- [YOUR GOAL] Pictures aside, repeat every record below exactly.

(Collected data)
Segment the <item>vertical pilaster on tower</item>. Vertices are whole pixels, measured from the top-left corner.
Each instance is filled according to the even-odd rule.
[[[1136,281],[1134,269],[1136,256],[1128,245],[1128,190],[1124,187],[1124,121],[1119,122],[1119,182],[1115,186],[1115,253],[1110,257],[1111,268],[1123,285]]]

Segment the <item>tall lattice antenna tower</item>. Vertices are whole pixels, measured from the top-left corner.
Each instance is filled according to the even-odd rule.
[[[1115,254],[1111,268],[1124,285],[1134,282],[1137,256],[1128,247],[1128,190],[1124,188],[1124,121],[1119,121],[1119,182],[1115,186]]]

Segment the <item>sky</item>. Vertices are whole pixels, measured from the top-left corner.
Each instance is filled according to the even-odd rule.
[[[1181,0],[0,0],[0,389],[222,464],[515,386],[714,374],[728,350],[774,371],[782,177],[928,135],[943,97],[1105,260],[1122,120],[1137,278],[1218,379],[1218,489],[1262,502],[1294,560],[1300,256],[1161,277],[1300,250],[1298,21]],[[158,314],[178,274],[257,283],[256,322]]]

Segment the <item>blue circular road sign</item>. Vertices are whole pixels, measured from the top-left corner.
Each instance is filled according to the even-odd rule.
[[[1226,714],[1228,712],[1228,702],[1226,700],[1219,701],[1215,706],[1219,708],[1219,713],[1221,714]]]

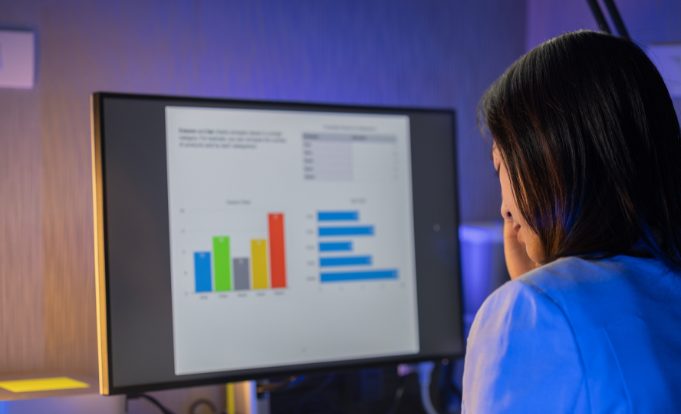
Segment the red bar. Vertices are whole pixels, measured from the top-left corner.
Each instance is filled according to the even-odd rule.
[[[269,234],[270,234],[270,277],[272,278],[270,287],[286,287],[286,249],[284,247],[284,214],[270,213]]]

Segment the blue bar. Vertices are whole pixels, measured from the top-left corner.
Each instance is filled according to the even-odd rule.
[[[357,221],[359,213],[356,211],[318,211],[317,221]]]
[[[213,291],[210,252],[194,252],[194,278],[196,293]]]
[[[319,266],[371,266],[371,256],[320,257]]]
[[[322,273],[322,283],[332,282],[358,282],[362,280],[397,279],[397,269],[388,270],[362,270],[357,272],[333,272]]]
[[[351,252],[352,242],[321,242],[320,252]]]
[[[373,236],[374,226],[320,227],[319,236]]]

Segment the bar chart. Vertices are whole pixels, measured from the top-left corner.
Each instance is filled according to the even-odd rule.
[[[321,283],[396,280],[397,269],[374,267],[374,256],[358,252],[357,239],[373,239],[376,227],[363,224],[359,211],[317,212]]]
[[[287,287],[284,214],[267,215],[267,238],[250,240],[250,256],[234,257],[229,235],[212,238],[211,251],[195,251],[196,293],[230,292]]]

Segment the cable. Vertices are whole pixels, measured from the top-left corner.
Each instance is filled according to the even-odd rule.
[[[125,397],[125,411],[126,412],[128,411],[128,401],[136,400],[138,398],[149,401],[152,405],[156,406],[163,414],[175,414],[170,409],[168,409],[168,407],[161,404],[161,402],[159,400],[157,400],[156,398],[154,398],[154,397],[152,397],[151,395],[148,395],[148,394],[127,395]]]
[[[303,407],[305,407],[305,405],[308,404],[313,397],[317,396],[317,394],[320,394],[322,391],[324,391],[324,389],[331,385],[335,379],[335,373],[326,374],[319,384],[317,384],[311,390],[308,390],[305,395],[298,400],[297,409],[295,412],[302,412]]]
[[[451,412],[452,409],[460,409],[463,395],[461,392],[461,384],[457,379],[461,378],[462,359],[443,359],[442,374],[438,378],[438,386],[440,391],[439,409],[444,412]],[[459,371],[461,369],[461,371]],[[457,408],[454,408],[457,407]]]
[[[218,407],[216,407],[211,400],[205,398],[199,398],[194,401],[192,405],[189,406],[189,414],[196,414],[196,409],[202,405],[207,406],[213,414],[218,414]]]
[[[629,37],[629,32],[627,32],[627,28],[624,27],[624,21],[622,20],[622,16],[620,16],[619,10],[617,10],[615,2],[613,0],[603,0],[603,3],[605,3],[605,7],[608,9],[610,20],[612,21],[612,24],[615,25],[617,33],[619,33],[621,37],[631,40]]]
[[[434,362],[422,362],[419,364],[419,388],[421,390],[421,403],[426,414],[438,414],[430,397],[430,380],[433,373]]]
[[[394,414],[400,408],[400,404],[402,403],[402,397],[404,396],[405,389],[407,388],[407,378],[411,375],[414,374],[410,373],[407,375],[402,375],[398,378],[397,387],[395,387],[395,394],[393,396],[392,403],[390,404],[390,408],[388,408],[388,410],[386,411],[388,414]]]
[[[445,377],[444,386],[453,396],[457,397],[459,400],[462,398],[463,392],[461,391],[461,384],[454,380],[454,376],[456,375],[456,367],[462,363],[462,359],[442,361],[442,364],[445,366],[443,374]]]
[[[598,5],[598,2],[596,0],[586,0],[586,2],[589,3],[591,13],[594,15],[594,19],[596,19],[596,23],[598,23],[598,27],[601,29],[601,31],[608,34],[612,34],[610,26],[608,25],[608,22],[605,20],[605,16],[603,15],[601,6]]]
[[[268,392],[285,391],[298,385],[304,377],[292,375],[282,381],[278,382],[262,382],[256,383],[258,394],[266,394]]]

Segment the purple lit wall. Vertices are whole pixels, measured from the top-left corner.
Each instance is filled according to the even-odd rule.
[[[615,0],[615,3],[632,40],[644,50],[656,43],[681,43],[681,1]],[[527,0],[528,50],[553,36],[577,29],[598,29],[586,0]],[[681,117],[681,99],[675,99],[674,106]]]

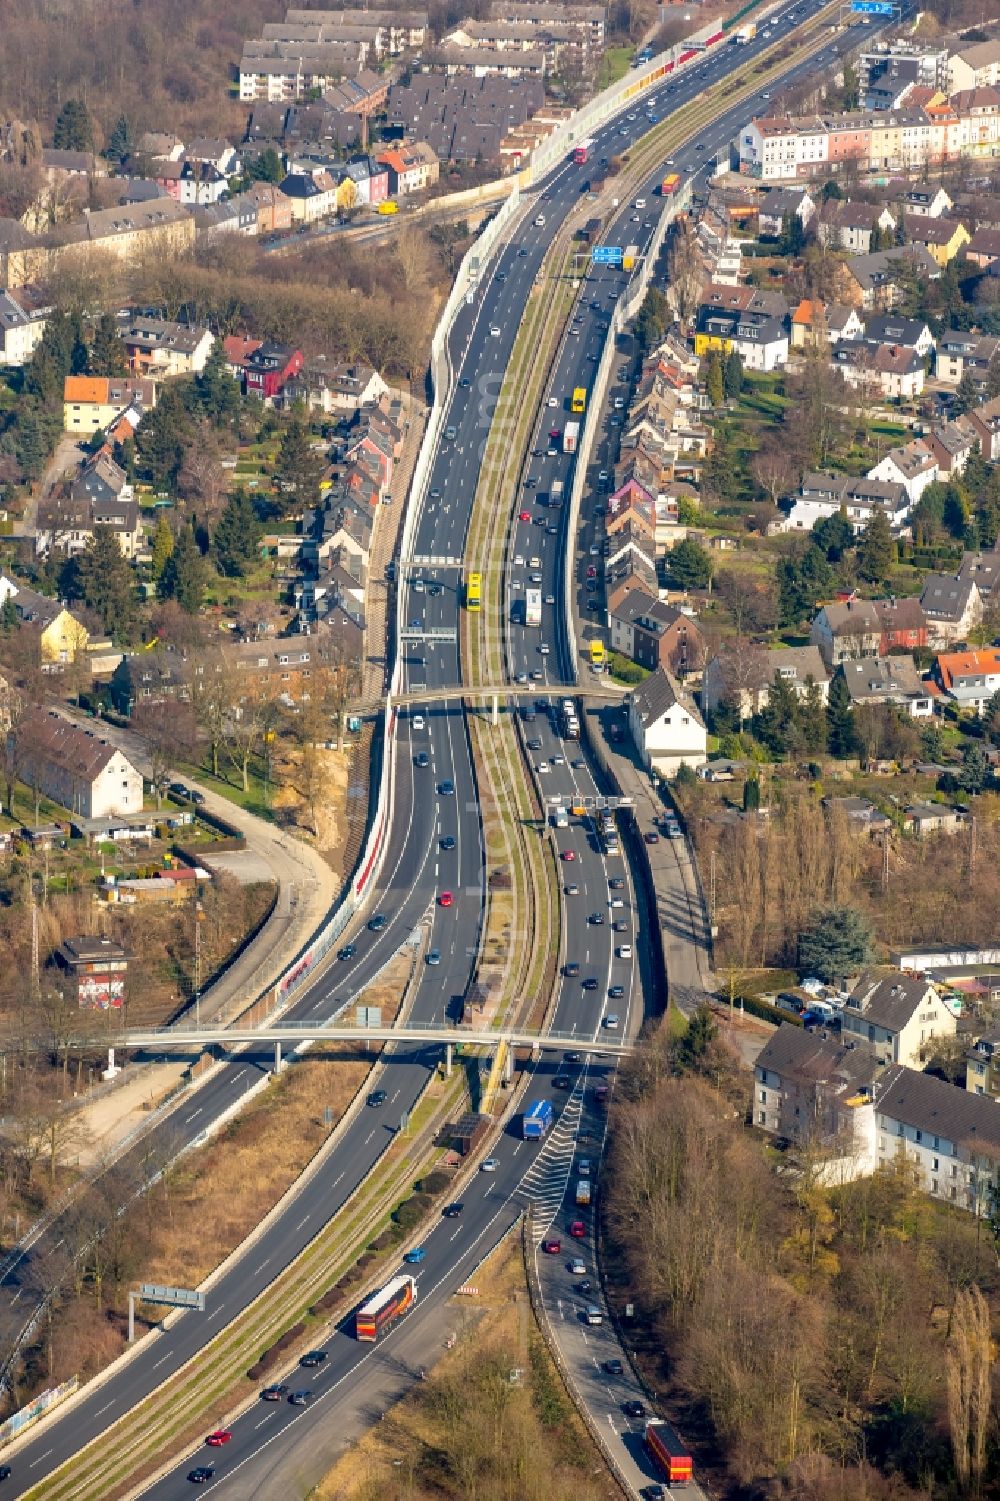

- [SOLUTION BELOW]
Segment the <item>vertical pilaster on tower</item>. Vertices are whole pixels, measured from the top-left corner.
Each instance is filled according to the even-odd rule.
[[[1136,281],[1134,269],[1136,256],[1128,245],[1128,190],[1124,187],[1124,121],[1119,122],[1119,182],[1115,186],[1115,253],[1110,257],[1111,268],[1123,285]]]

Segment the <item>tall lattice antenna tower</item>. Vertices are whole pixels, measured from the top-left corner.
Each instance is filled according to the even-odd rule.
[[[1115,254],[1111,268],[1124,285],[1134,282],[1137,256],[1128,247],[1128,190],[1124,188],[1124,121],[1119,121],[1119,182],[1115,186]]]

Segment the <item>sky</item>. Vertices are whole pixels, measured from the top-left corner.
Each instance is filled according to the even-odd rule.
[[[1181,0],[0,0],[0,389],[222,464],[515,386],[714,374],[728,350],[774,371],[782,177],[928,135],[943,97],[1105,260],[1122,120],[1137,278],[1218,379],[1218,489],[1262,502],[1294,560],[1300,256],[1161,277],[1300,250],[1298,21]],[[158,314],[178,274],[257,283],[256,322]]]

Segment the <item>blue circular road sign</item>. Vertices are whole pixels, measured from the top-left corner.
Each instance is filled according to the even-odd rule.
[[[1226,714],[1228,712],[1228,702],[1226,700],[1219,701],[1215,706],[1219,708],[1219,713],[1221,714]]]

Segment the red bar. Vertices are whole pixels, measured from the top-left corner.
Each instance is filled according to the even-odd rule.
[[[269,234],[270,234],[270,277],[272,278],[270,287],[286,287],[286,249],[284,247],[284,214],[270,213]]]

Segment the blue bar. Vertices are whole pixels, measured from the top-left corner.
Each instance is filled according to the even-odd rule.
[[[357,221],[359,213],[356,211],[318,211],[317,221]]]
[[[213,291],[210,252],[194,252],[194,278],[196,293]]]
[[[319,266],[371,266],[371,256],[320,257]]]
[[[322,273],[322,283],[332,282],[358,282],[362,280],[397,279],[397,269],[388,270],[362,270],[357,272],[333,272]]]
[[[351,252],[352,242],[321,242],[320,252]]]
[[[373,236],[374,226],[320,227],[319,236]]]

Segment the bar chart. Vertices are whole pixels, measured from the top-left corner.
Each instance is filled according to the even-odd rule.
[[[321,283],[396,280],[397,269],[374,267],[374,256],[358,252],[357,239],[373,239],[376,227],[363,224],[359,211],[317,212]]]
[[[287,287],[284,214],[267,215],[267,238],[250,240],[250,256],[234,257],[229,235],[212,238],[211,251],[195,251],[196,293],[230,292]]]

Segment the cable. Vertices are whole pixels, measured from the top-left corner.
Each instance is filled according to the even-odd rule.
[[[125,397],[125,411],[126,412],[128,411],[128,401],[136,400],[138,398],[149,401],[152,405],[156,406],[163,414],[175,414],[170,409],[168,409],[168,407],[161,404],[161,402],[159,400],[157,400],[156,398],[154,398],[154,397],[152,397],[151,395],[148,395],[148,394],[127,395]]]
[[[303,407],[305,407],[305,405],[308,404],[313,397],[317,396],[317,394],[320,394],[322,391],[324,391],[324,389],[331,385],[335,379],[335,373],[326,374],[319,384],[317,384],[311,390],[308,390],[305,395],[298,400],[297,409],[295,412],[302,412]]]
[[[451,412],[452,409],[460,409],[463,395],[461,392],[461,384],[457,379],[461,378],[462,359],[443,359],[442,374],[438,378],[438,386],[440,391],[439,409],[444,412]],[[459,371],[461,369],[461,371]],[[457,408],[454,408],[457,407]]]
[[[218,407],[216,407],[211,400],[205,398],[199,398],[194,401],[192,405],[189,406],[189,414],[196,414],[196,409],[202,405],[207,406],[213,414],[218,414]]]
[[[629,37],[629,32],[627,32],[627,28],[624,27],[624,21],[622,20],[622,16],[620,16],[619,10],[617,10],[615,2],[613,0],[603,0],[603,3],[605,3],[605,7],[608,9],[610,20],[612,21],[612,24],[615,25],[617,33],[619,33],[621,37],[631,40]]]
[[[434,362],[422,362],[419,364],[419,388],[421,390],[421,403],[426,414],[438,414],[430,397],[430,380],[433,373]]]
[[[394,414],[400,408],[400,404],[402,403],[402,397],[404,396],[405,389],[407,388],[407,378],[411,375],[414,374],[410,373],[407,375],[402,375],[398,378],[397,387],[395,387],[395,394],[393,396],[392,403],[390,404],[390,408],[388,408],[388,410],[386,411],[388,414]]]
[[[445,377],[444,386],[453,396],[457,397],[459,400],[462,398],[463,392],[461,391],[461,384],[454,380],[454,376],[456,375],[456,367],[462,363],[462,359],[442,361],[442,364],[445,366],[443,374]]]
[[[598,5],[598,2],[596,0],[586,0],[586,2],[589,3],[591,13],[594,15],[594,19],[596,19],[596,23],[598,23],[598,27],[601,29],[601,31],[608,34],[612,34],[610,26],[608,25],[608,22],[605,20],[605,16],[603,15],[601,6]]]
[[[268,392],[285,391],[298,385],[304,377],[292,375],[282,381],[278,382],[262,382],[256,383],[258,394],[266,394]]]

Segment the purple lit wall. Vertices are whole pixels, measured from the top-left corner.
Each instance is filled according to the even-odd rule.
[[[615,0],[615,3],[632,40],[644,50],[656,43],[681,43],[681,1]],[[527,0],[528,50],[553,36],[577,29],[598,29],[586,0]],[[681,117],[681,99],[675,99],[674,106]]]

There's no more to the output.